- [Task goal]
What you return should be the line containing "Crop-scouting request: mark the gold pom-pom" and each line after it to the end of the records, copied exactly.

(Point localization data)
=== Begin Enclosure ===
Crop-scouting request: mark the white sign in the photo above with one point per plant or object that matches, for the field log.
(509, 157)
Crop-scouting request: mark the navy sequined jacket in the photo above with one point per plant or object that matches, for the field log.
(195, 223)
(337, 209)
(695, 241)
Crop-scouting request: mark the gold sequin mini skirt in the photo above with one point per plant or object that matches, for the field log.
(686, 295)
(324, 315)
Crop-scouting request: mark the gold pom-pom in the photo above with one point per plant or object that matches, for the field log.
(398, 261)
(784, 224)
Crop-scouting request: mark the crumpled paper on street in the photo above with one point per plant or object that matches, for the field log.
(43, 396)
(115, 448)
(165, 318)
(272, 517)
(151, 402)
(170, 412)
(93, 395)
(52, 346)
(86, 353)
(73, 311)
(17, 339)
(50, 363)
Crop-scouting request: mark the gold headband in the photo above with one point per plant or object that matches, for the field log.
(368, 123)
=== End Enclosure ===
- [Exercise answer]
Crop-scouting request: mark the gold pom-pom in the photo above with one point per plant or object that matches, for the field log.
(398, 261)
(784, 224)
Crop-scouting request: mark the crumpled paper on street in the photo above with one point per plant or object that matches, for the field log.
(43, 396)
(115, 448)
(165, 318)
(272, 517)
(151, 402)
(170, 412)
(93, 395)
(52, 346)
(86, 353)
(73, 311)
(17, 339)
(50, 363)
Crop-scouting request: mark the gold headband in the photo above with one point per plant or object that matches, for the field log.
(368, 123)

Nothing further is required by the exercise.